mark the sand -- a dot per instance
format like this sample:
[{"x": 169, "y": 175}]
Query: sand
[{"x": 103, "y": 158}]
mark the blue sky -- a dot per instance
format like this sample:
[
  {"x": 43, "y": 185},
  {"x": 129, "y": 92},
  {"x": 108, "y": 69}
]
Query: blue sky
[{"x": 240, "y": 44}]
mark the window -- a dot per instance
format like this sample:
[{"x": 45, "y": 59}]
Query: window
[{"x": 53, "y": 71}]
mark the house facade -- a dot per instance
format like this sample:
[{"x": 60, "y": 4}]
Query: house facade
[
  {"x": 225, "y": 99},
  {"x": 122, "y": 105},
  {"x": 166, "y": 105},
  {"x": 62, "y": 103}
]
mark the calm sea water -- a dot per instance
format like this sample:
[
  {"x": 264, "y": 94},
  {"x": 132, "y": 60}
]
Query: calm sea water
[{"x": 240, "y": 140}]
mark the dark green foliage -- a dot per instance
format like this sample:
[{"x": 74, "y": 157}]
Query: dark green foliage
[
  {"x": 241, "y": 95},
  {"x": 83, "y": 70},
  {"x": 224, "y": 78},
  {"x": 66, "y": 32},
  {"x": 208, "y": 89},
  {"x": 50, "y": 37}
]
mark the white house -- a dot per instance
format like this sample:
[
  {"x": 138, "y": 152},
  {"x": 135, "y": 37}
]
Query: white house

○ ○ ○ ○ ○ ○ ○

_What you will do_: Count each line of the material that includes the string "white", then give only the total.

_Answer box_: 2